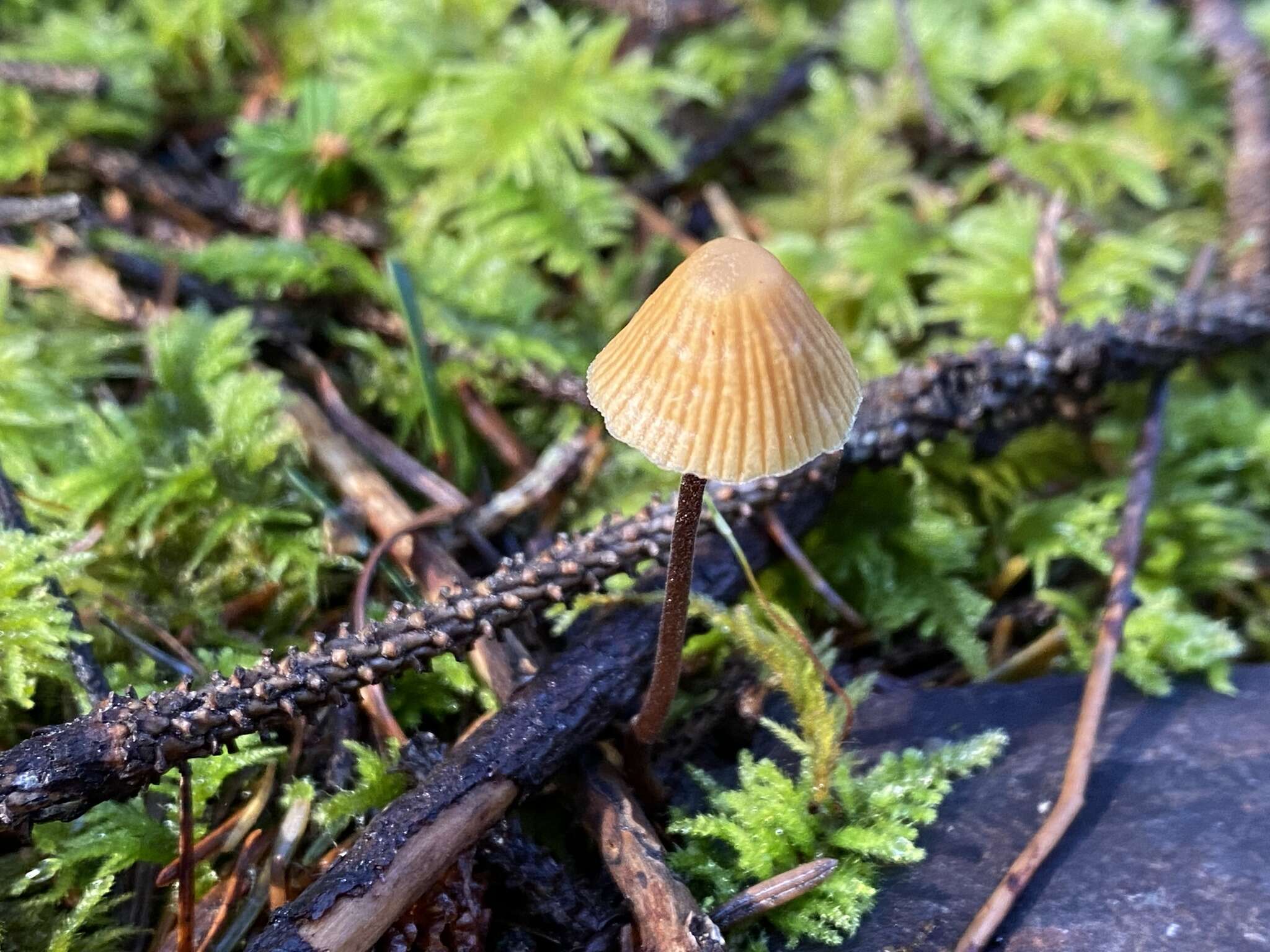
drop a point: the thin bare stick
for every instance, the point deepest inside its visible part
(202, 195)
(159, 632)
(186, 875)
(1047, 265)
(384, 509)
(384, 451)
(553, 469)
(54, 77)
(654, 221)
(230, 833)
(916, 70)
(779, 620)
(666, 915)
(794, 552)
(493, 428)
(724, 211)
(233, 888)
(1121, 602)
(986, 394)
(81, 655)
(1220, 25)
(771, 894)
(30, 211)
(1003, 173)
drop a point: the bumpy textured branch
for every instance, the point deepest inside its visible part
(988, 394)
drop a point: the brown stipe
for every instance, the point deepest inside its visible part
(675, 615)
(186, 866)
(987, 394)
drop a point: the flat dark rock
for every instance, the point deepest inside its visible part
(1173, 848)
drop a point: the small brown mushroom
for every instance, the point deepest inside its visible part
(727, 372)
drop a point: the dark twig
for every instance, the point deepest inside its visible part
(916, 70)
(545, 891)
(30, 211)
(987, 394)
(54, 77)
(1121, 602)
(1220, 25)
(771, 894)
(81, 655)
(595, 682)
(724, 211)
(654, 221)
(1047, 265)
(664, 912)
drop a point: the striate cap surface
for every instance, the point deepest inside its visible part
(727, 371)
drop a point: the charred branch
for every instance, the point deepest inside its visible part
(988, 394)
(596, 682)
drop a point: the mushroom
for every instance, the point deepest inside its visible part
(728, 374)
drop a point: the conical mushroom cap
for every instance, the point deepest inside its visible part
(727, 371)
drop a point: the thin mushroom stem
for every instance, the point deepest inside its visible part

════════════════

• **Problem**: Leave the images out, please, and restate each line word for word.

• **Result for this task**:
drop a point: the thin bare stick
for every instance, the point deepest inside its visible part
(202, 195)
(159, 632)
(186, 875)
(1047, 265)
(384, 509)
(384, 451)
(553, 469)
(54, 77)
(654, 221)
(230, 833)
(916, 70)
(779, 620)
(666, 915)
(794, 552)
(493, 428)
(724, 211)
(233, 888)
(1121, 602)
(986, 394)
(81, 655)
(1220, 25)
(771, 894)
(30, 211)
(1003, 173)
drop a point: the bumpy textured branch
for every instance, the point deepest inside its visible part
(988, 394)
drop a point: the brown stipe
for every instance, the point deepest inside its visible part
(675, 615)
(186, 866)
(987, 394)
drop a point: the flat dark rock
for every instance, the point deepest inside its visible part
(1173, 848)
drop a point: the small brown mushroom
for every instance, the point deepest inside its visible part
(727, 372)
drop a point: the dark twig
for every instance, the point deepest inside its visible part
(916, 70)
(545, 891)
(30, 211)
(987, 394)
(54, 77)
(1121, 602)
(1220, 25)
(771, 894)
(81, 655)
(595, 682)
(724, 211)
(654, 221)
(1047, 265)
(664, 912)
drop a point: the striate cap surface
for every instance, the point deepest inside its visible part
(727, 371)
drop a point: the charred branch
for every instance, the point deepest inside its visible part
(988, 394)
(596, 682)
drop a point: the mushroom
for every instance, the point deepest inside its visible part
(728, 374)
drop a point: the conical mushroom cap
for every instance, the point deepest inside its visible part
(727, 371)
drop a point: the thin mushroom stem
for every instance, the point deepest inside its visible part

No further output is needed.